Directive 1 – In the passage on the lunar-orbit rendezvous decision, why did Faget's group make the lunar crasher non-throttleable and keep the final landing stage for themselves? Answer in one to three sentences.
Directive 2 –
Based on the passage on the lunar-orbit rendezvous decision, say whether each statement agrees with it. Answer yes or no, and quote the deciding words.
(a) Bob Gilruth's STG was the first major group to favor LOR.
(b) Art Vogeley felt there was a satisfactory answer for guiding a large spacecraft down to the Moon by eye.
(c) The lunar crasher would be dropped about a thousand feet above the surface and crash onto the Moon.
Directive 3 –
Answer from the passage on the lunar-orbit rendezvous decision:
(a) Which rocket's cost and development time made direct ascent less appealing?
(b) Where was the STG moving to?
(c) Which research center would build the lunar crasher?

Brown's Lunar Exploration Working Group

Michael's Paper on a "Parking Orbit"

The Rendezvous Committees

Houbolt's First Crusade

The Feelings Against Lunar-Orbit Rendezvous

The Space Task Group's Early Skepticism

Mounting Frustration

President Kennedy's Commitment

Houbolt's First Letter to Seamans

A Voice in the Wilderness

The LOR Decision

Conclusion

Notes

Key Documents
(pdf version)

 

  The LOR Decision

In the months following Houbolt's second letter to Seamans, NASA gave LOR the serious consideration for which Houbolt had been crusading. To the surprise of many inside and outside the agency, the darkhorse candidate became the front-runner. Several factors worked in its favor. First, there was growing disenchantment with the idea of direct ascent because of the time and money necessary to develop the huge Nova rocket. Second, there was increasing technical apprehension over how the relatively large spacecraft demanded by Earth-orbit rendezvous would be able to maneuver to a soft and pinpoint landing on the Moon. As Langley's expert on the dynamics of rendezvous, Art Vogeley, explained, "The business of eyeballing that thing down to the Moon really didn't have a satisfactory answer. The best thing about LOR was that it allowed us to build a separate vehicle for landing."110

The first major group to favor LOR was Bob Gilruth's STG. During the critical months of the Apollo mission mode debate, this group was harried not only with planning for the first Mercury orbital flight but also with packing and leaving for its new home in Houston. Once the STG's engineers started closely examining the problems of landing a spacecraft on the Moon and had the analysis confirmed by industry, they, too, saw the wisdom of the staged approach built into LOR. It possessed a certain elegance of economy that was absent in the other schemes.

During an interview in the late 1980s, Houston's Max Faget recalled the details of how the Manned Spacecraft Center finally became convinced that LOR was the right choice. By early 1962, "we found ourselves settling into a program that was not easy to run, because so many different groups were involved. In particular, we were concerned about the big landing rocket, because landing on the Moon would, of course, be the most delicate part of the mission. The landing rocket's engine, which would be controlled by the astronauts, would have to be throttleable, so that the command-and-service module could hover, and move this way and that, to find a proper place to touch down. That meant a really intimate interface, requiring numerous connections, between the two elements," as well as between Houston and the Lewis Research Center. "Accordingly, we invented a new proposal for our own and von Braun's approach. It involved a simpler descent engine, called the lunar crasher, which Lewis would do. It wouldn't be throttleable, so the interface would be simpler, and it would take the astronauts down to a thousand feet above the lunar surface. There it would be jettisoned, and it would crash onto the moon. Then there would be a smaller, throttleable landing stage for the last thousand feet, which we would do, so that we would be in charge of both sides of that particular interface."

Extracted material –
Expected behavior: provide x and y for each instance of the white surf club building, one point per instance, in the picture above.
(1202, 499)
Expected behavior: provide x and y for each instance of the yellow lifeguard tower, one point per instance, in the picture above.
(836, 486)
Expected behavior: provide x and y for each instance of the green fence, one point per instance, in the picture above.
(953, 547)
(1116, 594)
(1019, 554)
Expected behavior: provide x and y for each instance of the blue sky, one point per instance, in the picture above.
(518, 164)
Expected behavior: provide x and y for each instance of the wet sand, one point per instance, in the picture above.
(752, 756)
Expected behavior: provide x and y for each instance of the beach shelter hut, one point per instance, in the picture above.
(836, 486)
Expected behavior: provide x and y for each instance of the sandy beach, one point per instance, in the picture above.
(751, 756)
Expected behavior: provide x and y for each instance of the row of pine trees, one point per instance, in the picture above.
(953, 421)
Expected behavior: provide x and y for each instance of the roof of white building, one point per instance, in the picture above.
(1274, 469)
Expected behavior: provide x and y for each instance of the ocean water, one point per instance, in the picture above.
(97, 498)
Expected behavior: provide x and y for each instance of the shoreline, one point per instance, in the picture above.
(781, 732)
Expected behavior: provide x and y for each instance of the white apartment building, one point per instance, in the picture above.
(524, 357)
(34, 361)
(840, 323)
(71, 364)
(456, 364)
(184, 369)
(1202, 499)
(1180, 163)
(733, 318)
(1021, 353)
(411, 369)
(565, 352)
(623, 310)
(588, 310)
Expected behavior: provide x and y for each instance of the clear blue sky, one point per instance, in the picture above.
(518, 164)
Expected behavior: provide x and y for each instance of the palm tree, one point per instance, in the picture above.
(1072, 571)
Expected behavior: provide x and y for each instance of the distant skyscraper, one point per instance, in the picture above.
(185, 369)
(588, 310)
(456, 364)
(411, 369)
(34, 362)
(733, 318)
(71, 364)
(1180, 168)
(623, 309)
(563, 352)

Exercise output 1 – Making the lunar crasher non-throttleable kept the interface with Lewis simpler. Houston would build the smaller, throttleable stage for the last thousand feet so that it would be in charge of both sides of that interface.

Exercise output 2 –
(a) Yes: "The first major group to favor LOR was Bob Gilruth's STG."
(b) No: "The business of eyeballing that thing down to the Moon really didn't have a satisfactory answer."
(c) Yes: "it would take the astronauts down to a thousand feet above the lunar surface. There it would be jettisoned, and it would crash onto the moon."

Exercise output 3 –
(a) The huge Nova rocket
(b) Houston
(c) The Lewis Research Center